# [Passage extrait]
Dès lors le canon 9 du IVème Concile, veut dire que l’Evêque de Constantinople entendra les appels de ceux qui lui sont soumis, et ainsi des autres patriarches12. «Seul un Concile Oecuménique, écrit saint Nicodème, est le juge ultime et le plus universel de tous les Patriarches, à l’exclusion de toute autre instance».
Que restaient-ils à faire aux théologiens de Constantinople, du moment que la vie de l'Eglise, les canons, la raison, les Eglises slaves, et plusieurs théologiens grecs, rejettent leurs prétentions ? Une avancée à pas menus, qui a profité de la promesse d’une convocation d’un Grand Concile de l’Eglise orthodoxe.

La réunion de novembre 1990

En novembre 1990, une réunion de la Commission inter-orthodoxe préparatoire -destinée à préparer la quatrième Conférence panorthodoxe préconciliaire- a adopté un texte pour réglementer provisoirement la Diaspora. Comment cette commission est-elle constituée, qui représente-t-elle exactement ? Quel est le problème majeur de la Diaspora orthodoxe ? Quelle solution a été proposée ?
a) La Commission inter-orthodoxe est-elle orthodoxe ?

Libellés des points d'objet

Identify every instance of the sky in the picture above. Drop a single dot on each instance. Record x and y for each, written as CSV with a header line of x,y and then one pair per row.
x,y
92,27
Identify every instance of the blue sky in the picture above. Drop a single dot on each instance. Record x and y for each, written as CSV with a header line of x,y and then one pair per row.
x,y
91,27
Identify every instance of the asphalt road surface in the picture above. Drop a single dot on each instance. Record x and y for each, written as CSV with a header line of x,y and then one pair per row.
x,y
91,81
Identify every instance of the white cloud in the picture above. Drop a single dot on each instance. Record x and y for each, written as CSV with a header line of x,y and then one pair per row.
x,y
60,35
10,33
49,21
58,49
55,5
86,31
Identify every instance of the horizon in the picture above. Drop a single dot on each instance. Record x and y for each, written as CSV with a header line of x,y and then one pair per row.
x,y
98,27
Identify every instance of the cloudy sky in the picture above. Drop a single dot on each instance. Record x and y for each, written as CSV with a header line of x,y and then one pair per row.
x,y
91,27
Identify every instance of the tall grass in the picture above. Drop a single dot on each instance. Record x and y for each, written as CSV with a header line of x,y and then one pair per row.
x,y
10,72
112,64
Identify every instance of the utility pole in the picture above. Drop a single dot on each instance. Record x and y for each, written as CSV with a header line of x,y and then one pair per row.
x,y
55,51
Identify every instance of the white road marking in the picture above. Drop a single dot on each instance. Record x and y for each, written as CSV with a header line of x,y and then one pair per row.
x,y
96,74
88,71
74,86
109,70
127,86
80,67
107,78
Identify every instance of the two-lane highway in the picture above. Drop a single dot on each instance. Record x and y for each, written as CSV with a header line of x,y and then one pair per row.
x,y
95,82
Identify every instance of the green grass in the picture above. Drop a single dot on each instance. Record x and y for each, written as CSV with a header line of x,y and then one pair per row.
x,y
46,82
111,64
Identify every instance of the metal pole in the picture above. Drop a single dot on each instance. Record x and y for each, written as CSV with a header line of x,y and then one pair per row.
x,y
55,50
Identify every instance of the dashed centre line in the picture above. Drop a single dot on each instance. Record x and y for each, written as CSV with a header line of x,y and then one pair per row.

# [Consignes]
Pour chaque affirmation, répondez par oui ou non selon qu'elle concorde avec l'extrait, et citez mot pour mot les mots de l'extrait qui permettent de trancher.
(a) La Commission inter-orthodoxe préparatoire s'est réunie en novembre 1990.
(b) D'après saint Nicodème, un Patriarche peut être le juge ultime des autres Patriarches.
(c) Le texte adopté par la Commission visait à réglementer la Diaspora de façon définitive.

# [Réponse attendue]
(a) Oui : « En novembre 1990, une réunion de la Commission inter-orthodoxe préparatoire »
(b) Non : « Seul un Concile Oecuménique, écrit saint Nicodème, est le juge ultime et le plus universel de tous les Patriarches »
(c) Non : « a adopté un texte pour réglementer provisoirement la Diaspora »